__Given passage__

Software and digital solutions grow; new consolidations bolster the platform
A strategic priority for Yokogawa is the build-out of a higher-margin software and digital-solutions business that layers analytics, optimization and cloud services on top of its installed control-systems base — the kind of recurring, asset-light revenue that automation peers prize. During the fiscal year, Yokogawa expanded this footprint through scope changes, newly consolidating Web Synergies (S) Pte. Ltd., a Singapore-headquartered digital-services and IT-solutions provider, and Intellisync S.r.l., an Italy-based specialist. These consolidations broaden Yokogawa's digital-transformation and systems-integration capabilities for industrial customers, and contributed to both the revenue growth and the step-up in investment that pressured the operating margin in the year.
Fortress balance sheet: 65% equity ratio, ¥86bn operating cash flow
Yokogawa's balance sheet remains exceptionally strong. Total assets stood at ¥795.6 billion against net assets of ¥529.9 billion, for an equity ratio of 65.4% — among the most conservatively financed in the industrial-automation sector and a level that gives the company ample room to fund acquisitions, software investment and a rising dividend without strain. Cash generation was robust: operating cash flow reached ¥86.0 billion, comfortably exceeding reported net profit and underscoring the cash-conversion quality of the recurring service and maintenance base. That combination — low leverage plus strong operating cash flow — is the foundation for the company's progressive capital-return policy.

__Brief__
Please reproduce the Yokogawa passage between "Fortress balance sheet: 65%" and "progressive capital-return policy.", inclusive, replacing "balance sheet" with "financial position" throughout.

__Record set__

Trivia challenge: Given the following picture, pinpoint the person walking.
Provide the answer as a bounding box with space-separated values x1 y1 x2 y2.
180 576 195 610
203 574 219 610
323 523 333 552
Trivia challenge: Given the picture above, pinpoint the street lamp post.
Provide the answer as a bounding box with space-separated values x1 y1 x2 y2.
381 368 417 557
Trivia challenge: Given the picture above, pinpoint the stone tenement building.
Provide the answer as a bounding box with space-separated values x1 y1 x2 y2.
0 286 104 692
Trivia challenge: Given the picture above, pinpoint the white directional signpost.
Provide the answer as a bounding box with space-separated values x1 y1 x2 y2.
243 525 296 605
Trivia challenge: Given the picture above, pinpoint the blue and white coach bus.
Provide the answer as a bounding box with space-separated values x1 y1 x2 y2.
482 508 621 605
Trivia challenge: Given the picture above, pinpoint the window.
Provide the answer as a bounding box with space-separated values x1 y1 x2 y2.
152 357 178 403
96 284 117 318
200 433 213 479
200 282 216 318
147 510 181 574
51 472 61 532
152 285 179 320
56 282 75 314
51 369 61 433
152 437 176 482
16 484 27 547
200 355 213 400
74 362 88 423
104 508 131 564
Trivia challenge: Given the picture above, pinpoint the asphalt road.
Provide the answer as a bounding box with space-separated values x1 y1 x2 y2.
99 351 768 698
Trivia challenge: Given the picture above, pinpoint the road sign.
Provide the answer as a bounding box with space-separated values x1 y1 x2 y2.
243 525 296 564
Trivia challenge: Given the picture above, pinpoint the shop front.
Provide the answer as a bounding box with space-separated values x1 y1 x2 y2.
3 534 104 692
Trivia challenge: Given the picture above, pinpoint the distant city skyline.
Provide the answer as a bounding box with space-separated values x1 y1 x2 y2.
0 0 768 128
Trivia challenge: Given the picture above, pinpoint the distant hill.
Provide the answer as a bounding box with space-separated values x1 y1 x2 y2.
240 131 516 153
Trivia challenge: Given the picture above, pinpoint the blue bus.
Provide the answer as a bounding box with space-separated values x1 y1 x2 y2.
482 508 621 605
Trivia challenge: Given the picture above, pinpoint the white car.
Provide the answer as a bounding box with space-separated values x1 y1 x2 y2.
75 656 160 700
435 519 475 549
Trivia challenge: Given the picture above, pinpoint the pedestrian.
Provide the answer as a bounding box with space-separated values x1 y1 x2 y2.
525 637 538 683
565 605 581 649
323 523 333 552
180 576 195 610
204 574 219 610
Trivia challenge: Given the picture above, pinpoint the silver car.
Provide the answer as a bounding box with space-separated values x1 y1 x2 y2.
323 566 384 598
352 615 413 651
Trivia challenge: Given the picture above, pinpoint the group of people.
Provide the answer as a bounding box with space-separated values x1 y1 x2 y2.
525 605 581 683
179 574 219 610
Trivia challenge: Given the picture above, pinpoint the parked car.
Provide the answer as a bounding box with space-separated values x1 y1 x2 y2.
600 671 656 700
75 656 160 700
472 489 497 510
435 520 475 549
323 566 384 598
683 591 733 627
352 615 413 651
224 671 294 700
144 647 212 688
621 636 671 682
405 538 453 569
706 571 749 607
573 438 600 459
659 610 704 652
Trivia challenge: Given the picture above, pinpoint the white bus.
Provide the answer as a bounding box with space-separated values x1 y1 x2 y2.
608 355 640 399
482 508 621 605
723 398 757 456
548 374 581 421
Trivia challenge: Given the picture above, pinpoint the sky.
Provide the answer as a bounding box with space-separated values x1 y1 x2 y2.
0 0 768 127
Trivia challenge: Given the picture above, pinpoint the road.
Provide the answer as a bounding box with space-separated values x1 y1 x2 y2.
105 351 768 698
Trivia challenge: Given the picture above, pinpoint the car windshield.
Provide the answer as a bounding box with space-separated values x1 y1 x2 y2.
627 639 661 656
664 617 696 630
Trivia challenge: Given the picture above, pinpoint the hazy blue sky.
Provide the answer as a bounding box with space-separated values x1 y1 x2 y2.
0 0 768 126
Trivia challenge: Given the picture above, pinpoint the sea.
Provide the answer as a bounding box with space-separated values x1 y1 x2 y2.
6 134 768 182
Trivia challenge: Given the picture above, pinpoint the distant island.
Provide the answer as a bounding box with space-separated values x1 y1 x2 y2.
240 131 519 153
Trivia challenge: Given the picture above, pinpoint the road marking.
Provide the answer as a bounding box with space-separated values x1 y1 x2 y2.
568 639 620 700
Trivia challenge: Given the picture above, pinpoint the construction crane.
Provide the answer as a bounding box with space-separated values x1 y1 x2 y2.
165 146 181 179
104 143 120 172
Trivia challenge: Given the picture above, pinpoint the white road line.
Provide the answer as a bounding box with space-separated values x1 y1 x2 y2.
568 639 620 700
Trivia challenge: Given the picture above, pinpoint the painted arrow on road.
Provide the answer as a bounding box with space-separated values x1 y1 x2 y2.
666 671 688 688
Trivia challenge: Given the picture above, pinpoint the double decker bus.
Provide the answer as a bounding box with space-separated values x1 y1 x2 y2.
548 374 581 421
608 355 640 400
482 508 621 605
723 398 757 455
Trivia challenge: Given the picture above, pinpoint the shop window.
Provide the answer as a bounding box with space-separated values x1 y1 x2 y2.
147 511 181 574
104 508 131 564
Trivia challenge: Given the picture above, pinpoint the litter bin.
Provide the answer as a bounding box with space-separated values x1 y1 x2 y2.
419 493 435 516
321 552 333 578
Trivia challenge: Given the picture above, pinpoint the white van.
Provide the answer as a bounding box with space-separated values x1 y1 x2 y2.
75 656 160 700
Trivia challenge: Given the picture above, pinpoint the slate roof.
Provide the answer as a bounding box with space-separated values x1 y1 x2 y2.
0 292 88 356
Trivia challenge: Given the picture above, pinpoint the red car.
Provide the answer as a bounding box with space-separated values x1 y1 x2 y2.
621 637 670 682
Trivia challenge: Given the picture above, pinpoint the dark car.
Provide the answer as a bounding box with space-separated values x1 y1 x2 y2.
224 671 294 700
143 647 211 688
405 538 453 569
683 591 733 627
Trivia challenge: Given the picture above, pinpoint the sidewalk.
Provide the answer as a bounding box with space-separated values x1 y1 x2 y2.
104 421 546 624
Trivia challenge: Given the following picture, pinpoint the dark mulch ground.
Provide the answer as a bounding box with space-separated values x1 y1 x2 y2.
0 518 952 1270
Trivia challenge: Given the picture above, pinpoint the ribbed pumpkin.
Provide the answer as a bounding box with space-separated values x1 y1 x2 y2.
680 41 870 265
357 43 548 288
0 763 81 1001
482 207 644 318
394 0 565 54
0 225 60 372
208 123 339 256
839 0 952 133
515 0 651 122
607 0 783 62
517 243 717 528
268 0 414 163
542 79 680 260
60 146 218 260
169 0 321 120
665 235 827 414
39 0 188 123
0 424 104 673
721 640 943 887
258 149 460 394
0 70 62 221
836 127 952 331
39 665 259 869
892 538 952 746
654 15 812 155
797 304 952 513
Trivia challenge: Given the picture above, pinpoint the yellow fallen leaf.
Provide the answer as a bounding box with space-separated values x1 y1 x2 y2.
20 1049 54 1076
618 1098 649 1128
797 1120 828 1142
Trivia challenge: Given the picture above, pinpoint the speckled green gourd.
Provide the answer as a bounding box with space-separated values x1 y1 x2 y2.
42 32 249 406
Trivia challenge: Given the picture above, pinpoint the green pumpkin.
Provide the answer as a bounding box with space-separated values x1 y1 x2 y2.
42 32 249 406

__Response to the exercise__
Fortress financial position: 65% equity ratio, ¥86bn operating cash flow
Yokogawa's financial position remains exceptionally strong. Total assets stood at ¥795.6 billion against net assets of ¥529.9 billion, for an equity ratio of 65.4% — among the most conservatively financed in the industrial-automation sector and a level that gives the company ample room to fund acquisitions, software investment and a rising dividend without strain. Cash generation was robust: operating cash flow reached ¥86.0 billion, comfortably exceeding reported net profit and underscoring the cash-conversion quality of the recurring service and maintenance base. That combination — low leverage plus strong operating cash flow — is the foundation for the company's progressive capital-return policy.